> **TAREA ESCRITA A**:
Conteste, a partir del texto sobre el papa Francisco, estas preguntas:
(i) ¿Qué es lo único que puede vencer las sombras de la visión cerrada del hombre y del mundo?
(ii) ¿Contra qué mentalidad es un antídoto la alegría del Evangelio que predicó Francisco?
(iii) ¿Qué riesgo corre el ser humano en el tiempo que vivimos?
> **TAREA ESCRITA B**: Enumere todas las descripciones que el texto sobre el papa Francisco da del corazón al que, según afirma, apuesta por volver la mirada de Francisco.

> **TEXTO PARA LEER**:
_ _ _

Enseñó que solo el Evangelio puede vencer las sombras de esta visión cerrada del hombre y del mundo. Hombres, efectivamente más cercanos, pero no más hermanos.

Esa alegría que, ya lo recordaba con insistencia, nos brinda una dignidad que nadie puede quitarnos, pues es producto de un amor infinito e inquebrantable. Una alegría que mantiene vivo el fuego de las buenas pasiones contribuyendo al crecimiento de la belleza que entusiasma a estar en permanente escucha de la realidad misma.

La alegría del Evangelio que predicó Francisco es un antídoto contra la mentalidad de cálculo y de uniformidad, la que teje una verdad incontrovertible: somos únicos e irrepetibles y, desde esa dimensión, contribuir a un profundo enamoramiento del Jesús lleno de vida y de una ternura que no desilusiona.

Buscar en el Corazón de Jesús

Ha muerto el Papa Francisco y muerte en un momento coyuntural tanto para la Iglesia como para la humanidad. Su mirada frente a estas circunstancias apuesta por volver al corazón, ese espacio que es horizonte, pero, al mismo tiempo, lo más interior del hombre. Lugar de encuentro, de identidad, donde lo fragmentado recobra su unidad.

Vivimos un tiempo en el cual el ser humano corre el riesgo de perder su centro quedando completamente desorientado y a instancias de que los extremos ideológicos que buscan imponerse, terminen de quebrar lo que queda.

_ _ _

> **LISTADO DE DATOS**:
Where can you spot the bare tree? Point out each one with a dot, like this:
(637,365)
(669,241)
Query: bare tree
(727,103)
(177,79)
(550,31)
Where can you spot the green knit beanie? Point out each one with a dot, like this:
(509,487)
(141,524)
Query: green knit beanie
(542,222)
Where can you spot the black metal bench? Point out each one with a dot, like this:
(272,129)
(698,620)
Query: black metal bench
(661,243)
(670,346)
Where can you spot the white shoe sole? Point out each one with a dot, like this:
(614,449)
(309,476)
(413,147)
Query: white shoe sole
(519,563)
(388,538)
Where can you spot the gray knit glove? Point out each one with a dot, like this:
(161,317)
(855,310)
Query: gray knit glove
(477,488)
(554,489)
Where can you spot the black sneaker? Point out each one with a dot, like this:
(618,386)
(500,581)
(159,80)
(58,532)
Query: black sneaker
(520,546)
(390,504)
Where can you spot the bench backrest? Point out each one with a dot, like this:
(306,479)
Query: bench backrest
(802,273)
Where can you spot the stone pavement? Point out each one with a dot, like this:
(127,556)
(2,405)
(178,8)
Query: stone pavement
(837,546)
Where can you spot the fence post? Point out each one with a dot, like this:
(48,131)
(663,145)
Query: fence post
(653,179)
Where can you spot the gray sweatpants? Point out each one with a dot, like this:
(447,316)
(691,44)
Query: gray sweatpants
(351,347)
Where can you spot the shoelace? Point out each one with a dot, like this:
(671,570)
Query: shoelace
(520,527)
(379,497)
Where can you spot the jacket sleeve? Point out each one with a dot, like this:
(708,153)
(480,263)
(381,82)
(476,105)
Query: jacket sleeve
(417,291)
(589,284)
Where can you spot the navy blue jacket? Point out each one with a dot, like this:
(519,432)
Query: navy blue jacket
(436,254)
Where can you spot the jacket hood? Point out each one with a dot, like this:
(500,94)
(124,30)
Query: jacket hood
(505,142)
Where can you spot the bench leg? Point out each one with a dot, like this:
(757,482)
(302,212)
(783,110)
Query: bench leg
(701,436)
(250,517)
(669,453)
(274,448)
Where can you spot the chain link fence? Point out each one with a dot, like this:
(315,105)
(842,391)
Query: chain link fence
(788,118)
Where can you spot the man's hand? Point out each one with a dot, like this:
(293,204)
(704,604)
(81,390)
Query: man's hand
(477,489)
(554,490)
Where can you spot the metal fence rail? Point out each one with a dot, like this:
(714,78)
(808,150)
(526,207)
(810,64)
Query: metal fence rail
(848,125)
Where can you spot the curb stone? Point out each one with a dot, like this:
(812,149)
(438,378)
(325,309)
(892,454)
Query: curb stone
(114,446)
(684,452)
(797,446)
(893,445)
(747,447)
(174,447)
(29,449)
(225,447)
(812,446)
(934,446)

_ _ _

> **SOLUCIÓN A**:
(i) El Evangelio.
(ii) Contra la mentalidad de cálculo y de uniformidad.
(iii) El riesgo de perder su centro y quedar completamente desorientado.

> **SOLUCIÓN B**:
- Un espacio que es horizonte
- Lo más interior del hombre
- Lugar de encuentro
- Lugar de identidad
- Lugar donde lo fragmentado recobra su unidad